___ PROVIDED DATA ___

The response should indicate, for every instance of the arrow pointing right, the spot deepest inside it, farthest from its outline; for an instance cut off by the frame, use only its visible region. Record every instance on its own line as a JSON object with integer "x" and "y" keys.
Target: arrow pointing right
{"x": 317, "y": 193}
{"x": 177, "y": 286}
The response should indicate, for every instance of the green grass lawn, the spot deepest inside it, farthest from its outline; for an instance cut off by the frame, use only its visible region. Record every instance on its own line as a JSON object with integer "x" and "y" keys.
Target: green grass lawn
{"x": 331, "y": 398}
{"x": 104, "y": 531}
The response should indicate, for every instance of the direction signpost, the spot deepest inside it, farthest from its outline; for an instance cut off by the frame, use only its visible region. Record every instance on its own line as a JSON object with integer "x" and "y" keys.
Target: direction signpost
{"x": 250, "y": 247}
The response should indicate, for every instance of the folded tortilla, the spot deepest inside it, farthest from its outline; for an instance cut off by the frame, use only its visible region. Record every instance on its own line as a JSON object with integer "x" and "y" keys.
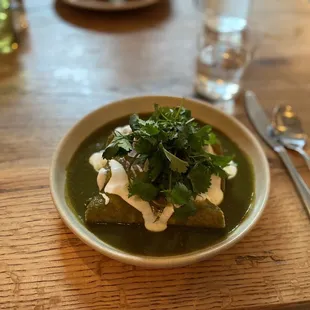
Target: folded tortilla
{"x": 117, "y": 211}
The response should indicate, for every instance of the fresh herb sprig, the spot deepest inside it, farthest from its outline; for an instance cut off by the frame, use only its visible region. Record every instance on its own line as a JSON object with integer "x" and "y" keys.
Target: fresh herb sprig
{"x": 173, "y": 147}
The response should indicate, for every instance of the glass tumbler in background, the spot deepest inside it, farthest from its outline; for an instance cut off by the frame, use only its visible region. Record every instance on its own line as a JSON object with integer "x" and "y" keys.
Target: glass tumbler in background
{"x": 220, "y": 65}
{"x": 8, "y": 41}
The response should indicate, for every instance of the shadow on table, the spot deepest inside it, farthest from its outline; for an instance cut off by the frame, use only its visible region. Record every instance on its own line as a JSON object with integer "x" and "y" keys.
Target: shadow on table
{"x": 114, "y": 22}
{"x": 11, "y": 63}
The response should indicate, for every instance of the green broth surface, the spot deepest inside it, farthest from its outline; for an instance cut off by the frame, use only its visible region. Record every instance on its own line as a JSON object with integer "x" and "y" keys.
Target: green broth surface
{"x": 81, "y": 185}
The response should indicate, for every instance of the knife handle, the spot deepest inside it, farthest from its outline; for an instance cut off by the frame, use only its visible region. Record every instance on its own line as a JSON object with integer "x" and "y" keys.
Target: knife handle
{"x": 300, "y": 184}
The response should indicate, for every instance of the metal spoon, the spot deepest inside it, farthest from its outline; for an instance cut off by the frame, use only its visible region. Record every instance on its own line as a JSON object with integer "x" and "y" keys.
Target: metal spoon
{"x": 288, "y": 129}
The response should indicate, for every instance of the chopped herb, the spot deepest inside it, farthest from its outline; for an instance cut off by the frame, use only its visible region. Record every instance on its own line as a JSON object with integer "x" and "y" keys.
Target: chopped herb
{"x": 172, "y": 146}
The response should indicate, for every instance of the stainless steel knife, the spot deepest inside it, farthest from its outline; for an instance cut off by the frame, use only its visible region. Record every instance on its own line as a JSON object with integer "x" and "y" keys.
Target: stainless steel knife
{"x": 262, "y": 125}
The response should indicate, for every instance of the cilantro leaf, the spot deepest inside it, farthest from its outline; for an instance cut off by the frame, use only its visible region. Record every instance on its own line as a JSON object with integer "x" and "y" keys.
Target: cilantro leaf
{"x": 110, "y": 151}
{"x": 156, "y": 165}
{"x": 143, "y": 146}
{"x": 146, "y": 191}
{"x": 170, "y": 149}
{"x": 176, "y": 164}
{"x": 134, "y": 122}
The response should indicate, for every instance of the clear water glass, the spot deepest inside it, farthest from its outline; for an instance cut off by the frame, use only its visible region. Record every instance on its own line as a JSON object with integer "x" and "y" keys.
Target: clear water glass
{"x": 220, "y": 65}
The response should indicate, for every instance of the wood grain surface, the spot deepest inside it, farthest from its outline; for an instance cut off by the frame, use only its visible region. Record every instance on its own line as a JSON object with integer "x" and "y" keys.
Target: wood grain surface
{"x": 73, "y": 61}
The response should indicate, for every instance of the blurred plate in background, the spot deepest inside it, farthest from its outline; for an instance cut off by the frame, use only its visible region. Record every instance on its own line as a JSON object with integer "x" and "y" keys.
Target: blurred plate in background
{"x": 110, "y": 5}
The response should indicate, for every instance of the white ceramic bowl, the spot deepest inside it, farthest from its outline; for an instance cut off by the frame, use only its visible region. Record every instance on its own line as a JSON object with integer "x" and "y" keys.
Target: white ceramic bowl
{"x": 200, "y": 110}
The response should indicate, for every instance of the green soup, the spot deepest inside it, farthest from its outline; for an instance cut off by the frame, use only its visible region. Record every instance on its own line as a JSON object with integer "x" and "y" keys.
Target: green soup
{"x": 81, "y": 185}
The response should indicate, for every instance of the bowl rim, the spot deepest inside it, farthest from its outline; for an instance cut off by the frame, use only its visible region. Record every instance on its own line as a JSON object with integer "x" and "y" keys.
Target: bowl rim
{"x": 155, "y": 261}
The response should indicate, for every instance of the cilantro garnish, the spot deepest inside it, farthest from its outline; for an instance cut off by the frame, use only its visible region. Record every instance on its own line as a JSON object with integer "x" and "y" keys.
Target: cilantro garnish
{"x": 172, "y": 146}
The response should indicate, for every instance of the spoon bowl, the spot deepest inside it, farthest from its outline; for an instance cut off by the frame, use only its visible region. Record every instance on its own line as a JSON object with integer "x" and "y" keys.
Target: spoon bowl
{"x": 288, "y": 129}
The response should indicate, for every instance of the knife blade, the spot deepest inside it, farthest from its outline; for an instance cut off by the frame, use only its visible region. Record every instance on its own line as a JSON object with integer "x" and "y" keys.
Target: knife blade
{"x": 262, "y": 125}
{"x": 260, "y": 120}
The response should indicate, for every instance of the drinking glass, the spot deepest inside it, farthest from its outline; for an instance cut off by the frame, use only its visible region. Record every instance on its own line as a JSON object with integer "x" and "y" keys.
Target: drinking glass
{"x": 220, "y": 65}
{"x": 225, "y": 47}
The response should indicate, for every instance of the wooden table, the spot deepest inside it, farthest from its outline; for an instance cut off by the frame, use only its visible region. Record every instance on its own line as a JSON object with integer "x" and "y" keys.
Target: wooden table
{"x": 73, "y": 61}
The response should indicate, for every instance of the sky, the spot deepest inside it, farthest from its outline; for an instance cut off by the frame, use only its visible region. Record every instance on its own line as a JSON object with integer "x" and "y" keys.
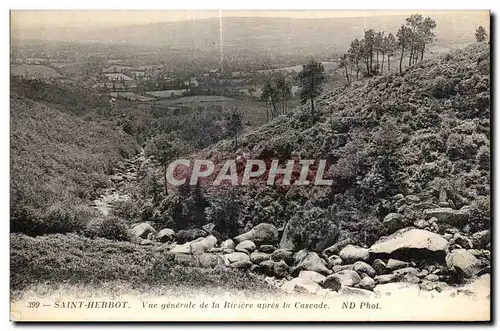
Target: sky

___

# THE TASK
Please format as a JSON list of strings, one string per line and blank lines omitted, the lines of the material starting with the line containing "The response should indicate, for every instance of the spoon" and going on through the line containing "Target: spoon bowl".

# ANSWER TO THE PROBLEM
[
  "The response should indicate, for every instance of the spoon bowl, the spot deepest inside it, farthest from its outline; for an instance cut off by the frame, use only its visible region. Record every instance on its own line as a JSON object with integer \"x\" and \"y\" keys.",
  "Target: spoon bowl"
]